Текст страницы:
****************************************
Затворены пути лучам очей твоих,
Не чувствую уже заразов дорогих.
Смотри, в какой я стал, Офелия, судьбине:
Я всеми напоен свирепостими ныне.
Нет надобности продолжать пересказ, так как и приведенное достаточно поясняет, в чем дело. Кончается трагедия успешной местью Гамлета и браком его на «дочери Полониевой»; добившись вожделенной цели, она обращается к принцу со знаменитой фразой:
Ступай, мой Князь, во храм, яви себя в народе,
А я пойду отдать последний долг природе[437]
причем под «долгом природе» надо понимать прощание с телом отца. — «Гамлет», кончающийся браком! Хочется сказать, что это — contradictio in adjccto[438]. Сущность «Гамлета» трагична. Трагическая катастрофа предваряет действие, — на ней все основано, ею все определяется. Трагичен каждый момент в действии, не исключая и перекидывания шутками, как например, в сцене на кладбище; каждый момент оттенен этим началом до начала[439] ‚ катастрофой родового сознания, которая находит себе внешний образ в семейных несчастиях датского королевского дома. Величавым трагическим пафосом веет развязка «Гамлета», и вовсе не потому только, что там умирают, а главным образом потому, что и она — не преодоление, не победа над раздвоенностью сознания, которая лежит в основе всего действия.
****************************************
Исходные данные:
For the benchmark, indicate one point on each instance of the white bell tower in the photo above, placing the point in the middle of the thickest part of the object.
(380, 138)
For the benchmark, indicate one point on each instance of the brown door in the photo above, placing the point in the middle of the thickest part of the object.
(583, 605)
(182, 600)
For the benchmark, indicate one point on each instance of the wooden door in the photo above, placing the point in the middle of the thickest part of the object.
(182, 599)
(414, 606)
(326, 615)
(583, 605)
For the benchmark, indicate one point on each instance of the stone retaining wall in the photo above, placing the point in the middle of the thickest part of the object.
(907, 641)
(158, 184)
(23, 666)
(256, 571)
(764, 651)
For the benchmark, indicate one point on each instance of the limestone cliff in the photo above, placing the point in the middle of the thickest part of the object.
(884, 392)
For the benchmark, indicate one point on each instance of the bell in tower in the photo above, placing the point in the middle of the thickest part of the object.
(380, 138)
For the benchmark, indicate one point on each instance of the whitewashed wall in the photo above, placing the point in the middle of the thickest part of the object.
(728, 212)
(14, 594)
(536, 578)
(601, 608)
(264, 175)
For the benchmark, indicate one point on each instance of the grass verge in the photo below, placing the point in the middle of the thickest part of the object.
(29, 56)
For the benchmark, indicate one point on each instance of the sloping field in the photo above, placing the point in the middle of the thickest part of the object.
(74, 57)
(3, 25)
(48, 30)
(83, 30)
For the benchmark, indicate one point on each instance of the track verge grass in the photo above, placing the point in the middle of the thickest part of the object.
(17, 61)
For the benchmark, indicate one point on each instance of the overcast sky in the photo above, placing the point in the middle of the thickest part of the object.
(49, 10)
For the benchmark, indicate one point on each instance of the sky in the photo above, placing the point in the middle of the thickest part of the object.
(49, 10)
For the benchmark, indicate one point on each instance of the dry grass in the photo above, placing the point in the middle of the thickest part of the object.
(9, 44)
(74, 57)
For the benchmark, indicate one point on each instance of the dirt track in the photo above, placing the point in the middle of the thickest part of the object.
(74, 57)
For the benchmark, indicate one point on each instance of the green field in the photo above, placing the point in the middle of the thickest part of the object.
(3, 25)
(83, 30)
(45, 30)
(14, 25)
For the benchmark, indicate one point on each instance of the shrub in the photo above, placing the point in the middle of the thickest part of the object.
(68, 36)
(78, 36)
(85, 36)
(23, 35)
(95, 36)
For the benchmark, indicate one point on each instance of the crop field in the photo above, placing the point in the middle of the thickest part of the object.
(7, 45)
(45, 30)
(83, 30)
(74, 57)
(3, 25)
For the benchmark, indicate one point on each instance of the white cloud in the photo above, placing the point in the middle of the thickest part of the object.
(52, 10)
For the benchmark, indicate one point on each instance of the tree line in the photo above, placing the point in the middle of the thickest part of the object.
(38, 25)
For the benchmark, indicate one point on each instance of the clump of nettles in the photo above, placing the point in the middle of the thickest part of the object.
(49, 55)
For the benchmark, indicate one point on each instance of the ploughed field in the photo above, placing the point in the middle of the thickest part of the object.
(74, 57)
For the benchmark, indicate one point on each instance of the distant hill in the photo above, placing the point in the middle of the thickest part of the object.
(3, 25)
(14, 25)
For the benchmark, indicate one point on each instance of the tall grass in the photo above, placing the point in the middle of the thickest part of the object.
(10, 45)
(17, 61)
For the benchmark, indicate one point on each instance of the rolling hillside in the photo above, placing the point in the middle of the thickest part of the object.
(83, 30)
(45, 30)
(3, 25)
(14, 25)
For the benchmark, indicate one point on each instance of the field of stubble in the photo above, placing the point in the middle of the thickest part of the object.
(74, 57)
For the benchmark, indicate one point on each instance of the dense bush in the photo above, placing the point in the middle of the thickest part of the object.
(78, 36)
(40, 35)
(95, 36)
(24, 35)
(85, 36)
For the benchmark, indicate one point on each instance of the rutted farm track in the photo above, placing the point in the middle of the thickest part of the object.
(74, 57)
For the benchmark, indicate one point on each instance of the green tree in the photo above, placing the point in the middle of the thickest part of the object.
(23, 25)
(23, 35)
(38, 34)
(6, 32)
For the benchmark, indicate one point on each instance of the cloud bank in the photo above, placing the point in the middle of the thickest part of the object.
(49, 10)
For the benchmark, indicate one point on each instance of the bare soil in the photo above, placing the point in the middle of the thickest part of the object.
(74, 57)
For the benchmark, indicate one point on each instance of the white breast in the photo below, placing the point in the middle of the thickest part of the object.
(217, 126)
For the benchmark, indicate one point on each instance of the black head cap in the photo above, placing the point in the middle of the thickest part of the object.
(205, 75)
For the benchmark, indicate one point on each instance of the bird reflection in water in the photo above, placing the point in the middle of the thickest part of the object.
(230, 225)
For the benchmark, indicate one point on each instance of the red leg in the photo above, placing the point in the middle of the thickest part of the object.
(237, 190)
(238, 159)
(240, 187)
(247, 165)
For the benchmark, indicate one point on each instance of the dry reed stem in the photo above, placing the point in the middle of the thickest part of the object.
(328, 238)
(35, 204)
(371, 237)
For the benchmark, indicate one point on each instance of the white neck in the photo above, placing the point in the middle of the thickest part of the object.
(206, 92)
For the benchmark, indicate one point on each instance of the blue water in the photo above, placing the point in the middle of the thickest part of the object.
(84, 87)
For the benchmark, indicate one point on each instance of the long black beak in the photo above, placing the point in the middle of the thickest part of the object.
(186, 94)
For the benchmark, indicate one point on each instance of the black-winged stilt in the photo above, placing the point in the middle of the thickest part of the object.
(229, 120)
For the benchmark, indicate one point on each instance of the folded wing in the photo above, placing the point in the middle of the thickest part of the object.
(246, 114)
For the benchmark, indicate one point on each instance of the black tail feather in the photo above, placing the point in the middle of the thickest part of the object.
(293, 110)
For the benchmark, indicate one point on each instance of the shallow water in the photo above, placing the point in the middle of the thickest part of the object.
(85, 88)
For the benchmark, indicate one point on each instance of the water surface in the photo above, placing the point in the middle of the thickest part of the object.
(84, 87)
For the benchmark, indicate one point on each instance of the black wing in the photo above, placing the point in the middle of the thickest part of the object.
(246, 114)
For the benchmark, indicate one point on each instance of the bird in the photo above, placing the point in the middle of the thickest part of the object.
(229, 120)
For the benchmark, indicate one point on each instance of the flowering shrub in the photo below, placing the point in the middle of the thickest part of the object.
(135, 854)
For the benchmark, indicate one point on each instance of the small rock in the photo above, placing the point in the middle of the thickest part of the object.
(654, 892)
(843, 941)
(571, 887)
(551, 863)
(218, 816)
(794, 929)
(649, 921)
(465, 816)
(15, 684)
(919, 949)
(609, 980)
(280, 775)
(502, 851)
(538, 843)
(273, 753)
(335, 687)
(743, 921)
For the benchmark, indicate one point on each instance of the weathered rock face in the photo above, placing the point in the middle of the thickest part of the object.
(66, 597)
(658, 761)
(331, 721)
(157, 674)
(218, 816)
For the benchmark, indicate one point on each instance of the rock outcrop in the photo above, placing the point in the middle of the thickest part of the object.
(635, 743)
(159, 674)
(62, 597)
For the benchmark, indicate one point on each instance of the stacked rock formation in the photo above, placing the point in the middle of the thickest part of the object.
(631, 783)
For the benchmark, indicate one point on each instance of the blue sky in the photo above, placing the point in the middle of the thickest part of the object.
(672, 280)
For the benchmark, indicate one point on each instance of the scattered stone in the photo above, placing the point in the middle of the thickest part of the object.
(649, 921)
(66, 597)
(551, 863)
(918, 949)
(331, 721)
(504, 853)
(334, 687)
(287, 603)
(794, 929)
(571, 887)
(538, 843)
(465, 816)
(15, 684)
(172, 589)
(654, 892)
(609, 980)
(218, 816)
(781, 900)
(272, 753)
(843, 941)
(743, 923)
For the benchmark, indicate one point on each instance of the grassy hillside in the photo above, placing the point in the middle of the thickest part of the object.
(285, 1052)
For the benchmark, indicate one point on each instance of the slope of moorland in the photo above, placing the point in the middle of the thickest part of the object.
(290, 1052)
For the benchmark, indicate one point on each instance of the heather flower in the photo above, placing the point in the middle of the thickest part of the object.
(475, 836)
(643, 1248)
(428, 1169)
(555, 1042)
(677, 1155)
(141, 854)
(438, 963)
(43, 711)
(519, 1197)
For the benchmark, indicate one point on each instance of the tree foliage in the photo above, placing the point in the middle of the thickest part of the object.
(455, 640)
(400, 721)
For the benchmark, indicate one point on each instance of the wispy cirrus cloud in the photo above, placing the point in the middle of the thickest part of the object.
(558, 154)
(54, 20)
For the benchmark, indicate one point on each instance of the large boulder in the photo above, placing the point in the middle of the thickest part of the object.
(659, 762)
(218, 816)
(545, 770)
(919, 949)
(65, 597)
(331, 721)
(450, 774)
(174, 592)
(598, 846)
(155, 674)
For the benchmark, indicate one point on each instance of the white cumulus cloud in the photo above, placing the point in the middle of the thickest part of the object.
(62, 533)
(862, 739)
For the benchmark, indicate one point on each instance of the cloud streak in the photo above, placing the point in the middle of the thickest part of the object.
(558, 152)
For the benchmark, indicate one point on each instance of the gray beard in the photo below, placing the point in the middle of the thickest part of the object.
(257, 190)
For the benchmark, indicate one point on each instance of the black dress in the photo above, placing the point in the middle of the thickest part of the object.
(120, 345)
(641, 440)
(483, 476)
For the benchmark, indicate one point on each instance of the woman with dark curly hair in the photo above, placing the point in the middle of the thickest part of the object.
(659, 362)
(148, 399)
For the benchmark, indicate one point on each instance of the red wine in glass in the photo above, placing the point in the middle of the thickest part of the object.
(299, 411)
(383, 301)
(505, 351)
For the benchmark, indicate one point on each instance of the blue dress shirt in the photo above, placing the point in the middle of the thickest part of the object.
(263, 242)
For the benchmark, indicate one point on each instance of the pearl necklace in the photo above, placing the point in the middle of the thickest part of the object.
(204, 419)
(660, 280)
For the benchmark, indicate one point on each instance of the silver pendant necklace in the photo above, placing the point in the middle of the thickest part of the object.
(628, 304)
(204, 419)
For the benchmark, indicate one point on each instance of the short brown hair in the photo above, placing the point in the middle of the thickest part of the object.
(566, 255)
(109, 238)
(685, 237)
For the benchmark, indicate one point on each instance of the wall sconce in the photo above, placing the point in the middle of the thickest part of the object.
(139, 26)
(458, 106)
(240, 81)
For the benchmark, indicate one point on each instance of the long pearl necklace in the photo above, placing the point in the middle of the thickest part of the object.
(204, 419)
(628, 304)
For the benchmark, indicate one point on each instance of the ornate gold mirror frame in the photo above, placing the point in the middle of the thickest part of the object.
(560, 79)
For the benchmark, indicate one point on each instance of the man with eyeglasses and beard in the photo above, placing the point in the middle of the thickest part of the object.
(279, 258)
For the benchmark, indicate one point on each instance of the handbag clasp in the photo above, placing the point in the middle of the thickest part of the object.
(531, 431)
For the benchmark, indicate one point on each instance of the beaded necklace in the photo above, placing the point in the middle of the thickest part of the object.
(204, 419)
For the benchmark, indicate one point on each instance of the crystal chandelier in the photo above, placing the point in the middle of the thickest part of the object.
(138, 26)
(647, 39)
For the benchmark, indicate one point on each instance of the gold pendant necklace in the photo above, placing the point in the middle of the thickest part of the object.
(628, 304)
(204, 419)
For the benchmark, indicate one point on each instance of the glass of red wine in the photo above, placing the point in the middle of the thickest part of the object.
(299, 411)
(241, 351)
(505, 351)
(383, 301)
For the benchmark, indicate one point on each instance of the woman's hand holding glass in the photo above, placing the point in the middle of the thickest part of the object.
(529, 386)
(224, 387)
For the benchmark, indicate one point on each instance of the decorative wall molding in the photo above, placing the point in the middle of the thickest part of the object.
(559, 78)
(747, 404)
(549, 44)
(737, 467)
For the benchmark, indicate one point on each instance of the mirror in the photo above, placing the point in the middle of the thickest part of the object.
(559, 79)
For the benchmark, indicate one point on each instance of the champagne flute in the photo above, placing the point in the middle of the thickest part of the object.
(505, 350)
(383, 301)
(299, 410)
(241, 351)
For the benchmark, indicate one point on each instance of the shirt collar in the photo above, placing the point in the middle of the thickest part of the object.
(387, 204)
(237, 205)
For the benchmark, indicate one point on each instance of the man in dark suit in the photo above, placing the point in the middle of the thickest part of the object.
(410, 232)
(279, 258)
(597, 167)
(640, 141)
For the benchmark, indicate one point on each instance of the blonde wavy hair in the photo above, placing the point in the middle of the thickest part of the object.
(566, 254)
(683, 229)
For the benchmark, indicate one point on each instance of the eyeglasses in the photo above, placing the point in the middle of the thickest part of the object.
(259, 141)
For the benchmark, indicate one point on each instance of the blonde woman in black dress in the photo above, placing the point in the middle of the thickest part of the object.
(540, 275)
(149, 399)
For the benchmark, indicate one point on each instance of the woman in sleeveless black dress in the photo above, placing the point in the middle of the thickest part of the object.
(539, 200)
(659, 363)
****************************************
Задание:
Определите, согласуются ли с текстом о «Гамлете» утверждения (а), (б) и (в). (а) Трагедия кончается браком Гамлета на дочери Полония. (б) Под «долгом природе» подразумевается месть за отца. (в) Развязка «Гамлета» исполнена трагического пафоса только потому, что в ней умирают. На каждое ответьте «да» или «нет» и дословно приведите решающие слова текста. Строки для этого задания значения не имеют.

Ответ:
(а) Да: «Кончается трагедия успешной местью Гамлета и браком его на «дочери Полониевой»».
(б) Нет: «под «долгом природе» надо понимать прощание с телом отца».
(в) Нет: «и вовсе не потому только, что там умирают».